§ Requirement:
Rewrite the records below, changing every "positive clicks" to "foreground clicks" and leaving everything else as it is.

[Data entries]

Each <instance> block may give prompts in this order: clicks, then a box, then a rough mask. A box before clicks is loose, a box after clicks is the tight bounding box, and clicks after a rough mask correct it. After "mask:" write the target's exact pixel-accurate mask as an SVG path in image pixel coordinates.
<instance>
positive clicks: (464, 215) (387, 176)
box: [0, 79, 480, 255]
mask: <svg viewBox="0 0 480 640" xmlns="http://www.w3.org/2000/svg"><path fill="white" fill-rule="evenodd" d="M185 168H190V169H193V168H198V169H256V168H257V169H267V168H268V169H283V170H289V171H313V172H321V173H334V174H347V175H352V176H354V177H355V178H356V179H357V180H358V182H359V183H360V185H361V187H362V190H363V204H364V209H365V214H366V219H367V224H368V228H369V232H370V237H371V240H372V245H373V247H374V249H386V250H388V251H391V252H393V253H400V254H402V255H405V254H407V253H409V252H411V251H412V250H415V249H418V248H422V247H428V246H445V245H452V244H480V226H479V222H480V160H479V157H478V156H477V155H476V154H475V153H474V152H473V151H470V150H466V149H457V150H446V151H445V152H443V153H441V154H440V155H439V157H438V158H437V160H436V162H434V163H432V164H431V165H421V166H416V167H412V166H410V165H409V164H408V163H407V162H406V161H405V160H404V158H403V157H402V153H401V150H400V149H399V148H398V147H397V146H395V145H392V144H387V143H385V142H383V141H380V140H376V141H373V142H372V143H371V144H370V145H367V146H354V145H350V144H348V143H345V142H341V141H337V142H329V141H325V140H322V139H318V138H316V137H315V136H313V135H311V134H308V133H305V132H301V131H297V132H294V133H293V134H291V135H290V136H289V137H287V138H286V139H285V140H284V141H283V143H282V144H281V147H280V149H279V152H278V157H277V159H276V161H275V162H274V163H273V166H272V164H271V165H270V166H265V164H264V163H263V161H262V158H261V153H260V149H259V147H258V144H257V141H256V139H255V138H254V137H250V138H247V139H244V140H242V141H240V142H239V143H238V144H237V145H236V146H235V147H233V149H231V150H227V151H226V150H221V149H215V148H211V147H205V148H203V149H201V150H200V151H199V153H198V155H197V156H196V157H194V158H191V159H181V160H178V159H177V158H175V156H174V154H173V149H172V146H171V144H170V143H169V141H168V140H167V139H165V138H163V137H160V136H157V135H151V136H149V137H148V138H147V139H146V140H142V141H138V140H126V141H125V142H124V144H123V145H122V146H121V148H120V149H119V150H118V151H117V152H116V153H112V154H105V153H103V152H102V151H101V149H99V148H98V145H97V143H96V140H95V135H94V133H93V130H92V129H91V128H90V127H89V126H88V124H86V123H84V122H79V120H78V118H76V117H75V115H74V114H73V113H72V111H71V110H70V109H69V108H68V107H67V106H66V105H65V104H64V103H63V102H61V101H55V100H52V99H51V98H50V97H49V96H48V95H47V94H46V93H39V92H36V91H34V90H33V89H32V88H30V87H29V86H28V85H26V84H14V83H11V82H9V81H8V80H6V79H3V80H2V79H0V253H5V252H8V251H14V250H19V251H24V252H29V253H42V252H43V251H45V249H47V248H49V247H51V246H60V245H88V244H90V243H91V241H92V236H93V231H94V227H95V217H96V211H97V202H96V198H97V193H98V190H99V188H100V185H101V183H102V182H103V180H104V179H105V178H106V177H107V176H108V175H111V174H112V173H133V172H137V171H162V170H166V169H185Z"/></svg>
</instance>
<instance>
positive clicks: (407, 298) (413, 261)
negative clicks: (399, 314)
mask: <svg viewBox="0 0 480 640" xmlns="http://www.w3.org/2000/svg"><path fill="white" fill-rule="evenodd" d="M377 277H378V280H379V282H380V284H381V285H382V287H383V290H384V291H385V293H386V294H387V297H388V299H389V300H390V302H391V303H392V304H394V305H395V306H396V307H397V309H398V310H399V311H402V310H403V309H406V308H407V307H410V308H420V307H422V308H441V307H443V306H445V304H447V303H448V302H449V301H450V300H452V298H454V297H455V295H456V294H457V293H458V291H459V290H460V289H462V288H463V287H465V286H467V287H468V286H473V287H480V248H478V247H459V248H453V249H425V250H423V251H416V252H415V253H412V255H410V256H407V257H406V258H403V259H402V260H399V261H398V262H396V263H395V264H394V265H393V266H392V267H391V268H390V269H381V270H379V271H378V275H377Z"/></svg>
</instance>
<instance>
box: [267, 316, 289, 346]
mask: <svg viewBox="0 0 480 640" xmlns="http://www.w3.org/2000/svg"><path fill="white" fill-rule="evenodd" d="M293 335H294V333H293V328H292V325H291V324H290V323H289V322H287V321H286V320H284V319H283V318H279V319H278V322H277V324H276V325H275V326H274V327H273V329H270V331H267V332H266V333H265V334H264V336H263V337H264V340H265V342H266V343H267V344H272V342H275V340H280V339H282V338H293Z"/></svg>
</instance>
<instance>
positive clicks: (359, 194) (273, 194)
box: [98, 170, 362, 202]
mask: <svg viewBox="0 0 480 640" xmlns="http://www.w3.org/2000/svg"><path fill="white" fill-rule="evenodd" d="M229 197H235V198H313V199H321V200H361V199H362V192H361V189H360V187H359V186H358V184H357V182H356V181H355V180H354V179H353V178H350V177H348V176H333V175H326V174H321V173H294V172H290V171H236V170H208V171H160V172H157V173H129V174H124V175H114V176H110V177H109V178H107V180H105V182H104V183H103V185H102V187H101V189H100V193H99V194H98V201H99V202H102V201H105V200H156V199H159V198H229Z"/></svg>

§ Your response:
Each <instance> block may give prompts in this order: clicks, then a box, then a rough mask. A box before clicks is loose, a box after clicks is the tight bounding box, and clicks after a rough mask correct it. After "mask:" write the target's exact pixel-accurate mask as an SVG path in image pixel coordinates.
<instance>
foreground clicks: (464, 215) (387, 176)
box: [0, 79, 480, 255]
mask: <svg viewBox="0 0 480 640" xmlns="http://www.w3.org/2000/svg"><path fill="white" fill-rule="evenodd" d="M185 168H190V169H193V168H198V169H256V168H257V169H267V168H268V169H283V170H289V171H313V172H321V173H334V174H347V175H352V176H354V177H355V178H356V179H357V180H358V182H359V183H360V185H361V187H362V190H363V204H364V209H365V214H366V219H367V224H368V228H369V232H370V237H371V240H372V245H373V247H374V249H386V250H388V251H391V252H393V253H400V254H402V255H405V254H407V253H409V252H411V251H412V250H415V249H418V248H422V247H428V246H445V245H452V244H480V226H479V222H480V160H479V157H478V156H477V155H476V154H475V153H474V152H473V151H470V150H466V149H457V150H446V151H445V152H443V153H441V154H440V155H439V157H438V158H437V160H436V162H434V163H432V164H431V165H421V166H416V167H412V166H410V165H409V164H408V163H407V162H406V161H405V160H404V158H403V157H402V153H401V150H400V149H399V148H398V147H397V146H395V145H392V144H387V143H385V142H383V141H380V140H376V141H373V142H372V143H371V144H370V145H367V146H354V145H350V144H348V143H345V142H341V141H337V142H329V141H325V140H322V139H318V138H316V137H315V136H313V135H311V134H308V133H305V132H301V131H297V132H294V133H293V134H291V135H290V136H289V137H287V138H286V139H285V140H284V141H283V143H282V144H281V147H280V149H279V152H278V157H277V159H276V161H275V162H274V163H273V166H272V164H271V165H270V166H265V164H264V163H263V161H262V158H261V153H260V149H259V147H258V144H257V141H256V139H255V138H254V137H250V138H247V139H244V140H242V141H240V142H239V143H238V144H237V145H236V146H235V147H233V149H231V150H227V151H226V150H221V149H215V148H211V147H205V148H203V149H201V150H200V151H199V153H198V155H197V156H196V157H194V158H191V159H181V160H178V159H177V158H175V156H174V154H173V149H172V146H171V144H170V143H169V141H168V140H167V139H165V138H163V137H160V136H157V135H151V136H149V137H148V138H147V139H146V140H142V141H138V140H126V141H125V142H124V144H123V145H122V146H121V148H120V149H119V150H118V151H117V152H116V153H112V154H105V153H103V152H102V151H101V149H99V148H98V145H97V143H96V140H95V135H94V133H93V130H92V129H91V128H90V127H89V126H88V124H86V123H84V122H79V120H78V118H76V117H75V115H74V114H73V113H72V111H71V110H70V109H69V108H68V107H67V106H66V105H65V104H64V103H63V102H61V101H55V100H52V99H51V98H50V97H49V96H48V95H47V94H46V93H39V92H36V91H34V90H33V89H32V88H30V87H29V86H28V85H26V84H14V83H11V82H9V81H8V80H6V79H3V80H2V79H0V253H5V252H8V251H14V250H19V251H24V252H29V253H42V252H43V251H45V249H47V248H49V247H51V246H60V245H88V244H90V243H91V241H92V236H93V231H94V227H95V217H96V211H97V202H96V198H97V193H98V190H99V188H100V185H101V183H102V182H103V180H104V179H105V178H106V177H107V176H108V175H111V174H112V173H133V172H137V171H162V170H166V169H185Z"/></svg>
</instance>
<instance>
foreground clicks: (407, 298) (413, 261)
negative clicks: (399, 314)
mask: <svg viewBox="0 0 480 640" xmlns="http://www.w3.org/2000/svg"><path fill="white" fill-rule="evenodd" d="M377 277H378V280H379V282H380V284H381V285H382V287H383V290H384V291H385V293H386V294H387V297H388V299H389V300H390V302H391V303H392V304H394V305H395V306H396V307H397V309H398V310H399V311H402V310H403V309H406V308H407V307H410V308H420V307H422V308H441V307H443V306H445V304H447V303H448V302H449V301H450V300H452V298H454V297H455V295H456V294H457V293H458V291H459V290H460V289H462V288H463V287H465V286H467V287H468V286H473V287H480V248H478V247H459V248H453V249H425V250H423V251H416V252H415V253H412V255H410V256H407V257H406V258H403V259H402V260H399V261H398V262H396V263H395V264H394V265H393V266H392V267H391V268H390V269H381V270H379V271H378V275H377Z"/></svg>
</instance>
<instance>
box: [267, 316, 289, 346]
mask: <svg viewBox="0 0 480 640" xmlns="http://www.w3.org/2000/svg"><path fill="white" fill-rule="evenodd" d="M293 335H294V333H293V328H292V325H291V324H290V323H289V322H287V321H286V320H284V319H283V318H279V319H278V322H277V324H276V325H275V326H274V327H273V329H270V331H267V332H266V333H265V334H264V336H263V337H264V340H265V342H266V343H267V344H272V342H275V340H280V339H282V338H293Z"/></svg>
</instance>
<instance>
foreground clicks: (359, 194) (273, 194)
box: [98, 170, 362, 202]
mask: <svg viewBox="0 0 480 640" xmlns="http://www.w3.org/2000/svg"><path fill="white" fill-rule="evenodd" d="M229 197H235V198H313V199H321V200H361V199H362V192H361V189H360V187H359V186H358V184H357V182H356V181H355V180H354V179H353V178H350V177H348V176H333V175H326V174H321V173H294V172H290V171H236V170H208V171H160V172H157V173H129V174H124V175H114V176H110V177H109V178H107V180H105V182H104V183H103V185H102V187H101V189H100V193H99V194H98V201H99V202H102V201H105V200H156V199H159V198H229Z"/></svg>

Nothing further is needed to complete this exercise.